==== Data extract
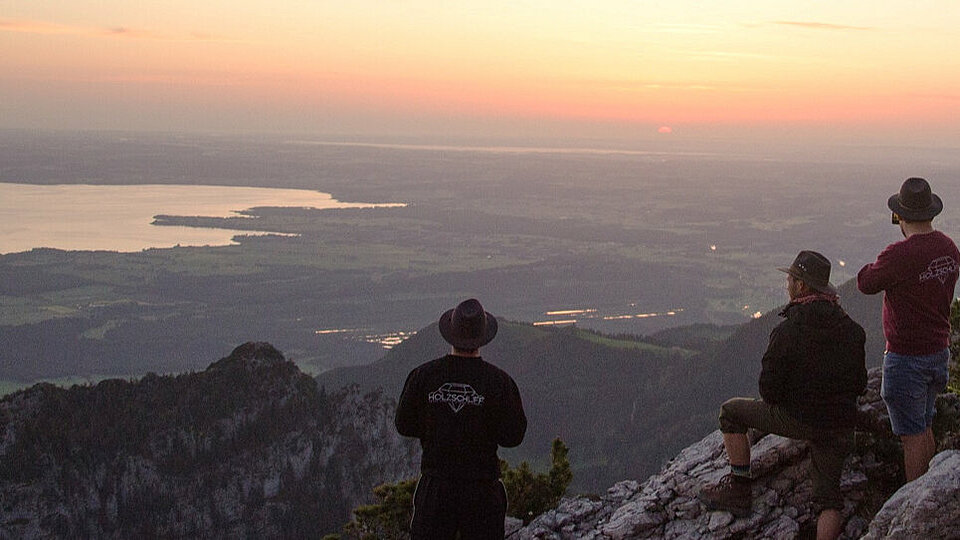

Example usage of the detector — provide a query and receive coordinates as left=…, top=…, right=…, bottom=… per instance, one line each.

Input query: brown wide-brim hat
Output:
left=887, top=178, right=943, bottom=221
left=439, top=298, right=497, bottom=350
left=777, top=250, right=837, bottom=294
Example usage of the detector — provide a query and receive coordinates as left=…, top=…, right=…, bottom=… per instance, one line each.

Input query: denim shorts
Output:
left=880, top=349, right=950, bottom=435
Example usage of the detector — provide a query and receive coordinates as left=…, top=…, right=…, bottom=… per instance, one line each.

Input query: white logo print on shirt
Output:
left=920, top=255, right=960, bottom=283
left=427, top=383, right=484, bottom=413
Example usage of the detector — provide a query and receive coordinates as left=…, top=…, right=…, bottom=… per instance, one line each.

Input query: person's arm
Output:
left=849, top=325, right=867, bottom=396
left=760, top=323, right=793, bottom=405
left=393, top=370, right=421, bottom=437
left=857, top=246, right=901, bottom=294
left=497, top=377, right=527, bottom=448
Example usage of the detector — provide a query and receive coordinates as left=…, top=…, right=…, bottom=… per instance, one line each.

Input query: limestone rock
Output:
left=509, top=369, right=960, bottom=540
left=864, top=450, right=960, bottom=540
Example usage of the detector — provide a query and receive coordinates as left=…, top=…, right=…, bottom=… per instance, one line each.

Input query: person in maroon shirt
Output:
left=857, top=178, right=960, bottom=482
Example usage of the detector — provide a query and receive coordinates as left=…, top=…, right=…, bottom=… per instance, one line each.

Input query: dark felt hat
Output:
left=440, top=298, right=497, bottom=350
left=777, top=250, right=837, bottom=294
left=887, top=178, right=943, bottom=221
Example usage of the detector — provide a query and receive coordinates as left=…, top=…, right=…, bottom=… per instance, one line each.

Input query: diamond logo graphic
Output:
left=920, top=256, right=960, bottom=283
left=427, top=383, right=484, bottom=413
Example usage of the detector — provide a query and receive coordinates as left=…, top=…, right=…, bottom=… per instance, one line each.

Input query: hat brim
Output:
left=887, top=193, right=943, bottom=221
left=438, top=309, right=497, bottom=350
left=777, top=268, right=837, bottom=294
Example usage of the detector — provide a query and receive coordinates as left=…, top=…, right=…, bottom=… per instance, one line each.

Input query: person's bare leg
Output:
left=904, top=428, right=937, bottom=482
left=817, top=508, right=843, bottom=540
left=723, top=433, right=750, bottom=467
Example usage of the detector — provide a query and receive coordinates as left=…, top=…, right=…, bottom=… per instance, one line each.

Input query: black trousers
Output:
left=410, top=475, right=507, bottom=540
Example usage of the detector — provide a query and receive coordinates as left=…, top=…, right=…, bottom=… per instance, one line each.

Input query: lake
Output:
left=0, top=183, right=404, bottom=254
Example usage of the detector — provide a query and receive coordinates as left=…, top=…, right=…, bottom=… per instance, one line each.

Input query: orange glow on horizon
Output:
left=0, top=0, right=960, bottom=144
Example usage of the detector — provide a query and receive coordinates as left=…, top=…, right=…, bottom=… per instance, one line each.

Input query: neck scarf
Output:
left=790, top=291, right=840, bottom=304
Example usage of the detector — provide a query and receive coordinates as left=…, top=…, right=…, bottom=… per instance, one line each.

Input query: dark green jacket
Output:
left=760, top=300, right=867, bottom=429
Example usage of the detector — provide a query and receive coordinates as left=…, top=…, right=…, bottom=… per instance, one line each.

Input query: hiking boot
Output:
left=699, top=474, right=753, bottom=517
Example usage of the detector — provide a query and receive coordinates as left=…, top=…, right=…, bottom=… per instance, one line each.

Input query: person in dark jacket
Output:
left=395, top=298, right=527, bottom=540
left=700, top=251, right=867, bottom=538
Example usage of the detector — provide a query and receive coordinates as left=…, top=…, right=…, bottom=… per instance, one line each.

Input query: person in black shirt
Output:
left=395, top=298, right=527, bottom=540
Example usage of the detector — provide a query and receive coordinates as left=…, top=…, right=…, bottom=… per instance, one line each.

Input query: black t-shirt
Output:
left=395, top=355, right=527, bottom=479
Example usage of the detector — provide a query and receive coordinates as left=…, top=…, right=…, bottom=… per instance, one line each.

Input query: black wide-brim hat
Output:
left=887, top=178, right=943, bottom=221
left=440, top=298, right=497, bottom=350
left=777, top=250, right=837, bottom=294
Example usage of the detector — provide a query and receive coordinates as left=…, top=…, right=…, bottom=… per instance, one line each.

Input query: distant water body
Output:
left=0, top=183, right=403, bottom=253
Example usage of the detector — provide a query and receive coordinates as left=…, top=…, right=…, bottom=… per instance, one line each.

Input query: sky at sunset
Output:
left=0, top=0, right=960, bottom=146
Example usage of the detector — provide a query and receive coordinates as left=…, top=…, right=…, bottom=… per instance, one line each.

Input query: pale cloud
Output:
left=0, top=19, right=241, bottom=42
left=647, top=24, right=722, bottom=34
left=771, top=21, right=876, bottom=31
left=579, top=80, right=769, bottom=93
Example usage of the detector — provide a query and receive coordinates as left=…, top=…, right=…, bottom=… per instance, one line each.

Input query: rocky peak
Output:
left=0, top=343, right=419, bottom=538
left=509, top=369, right=960, bottom=540
left=207, top=341, right=287, bottom=371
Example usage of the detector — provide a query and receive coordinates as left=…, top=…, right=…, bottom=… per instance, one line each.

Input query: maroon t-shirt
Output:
left=857, top=231, right=960, bottom=355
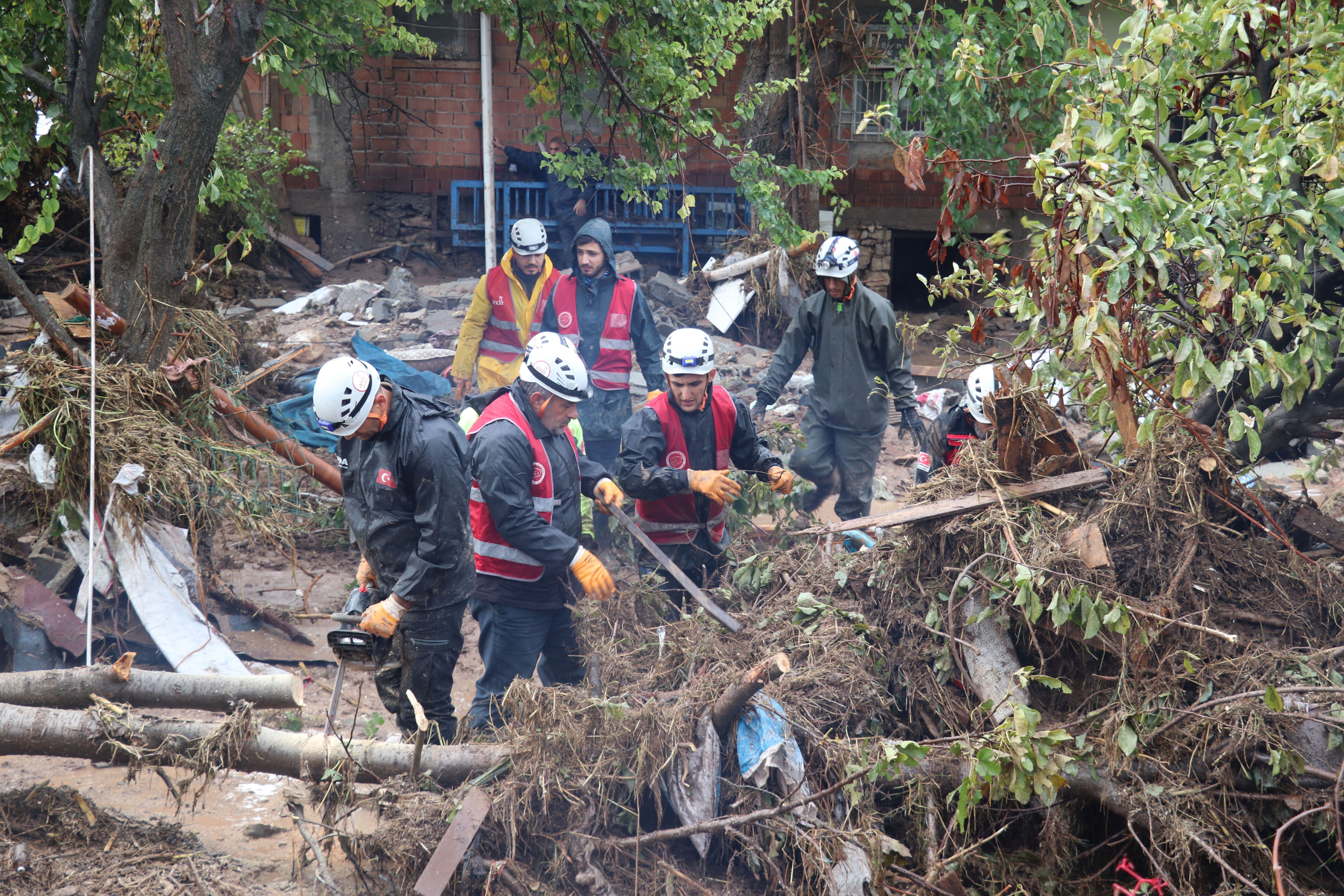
========
Task to complete: Counting every line of the listing, how many contain the string "wide"? Reply with the number alone.

The solution: 2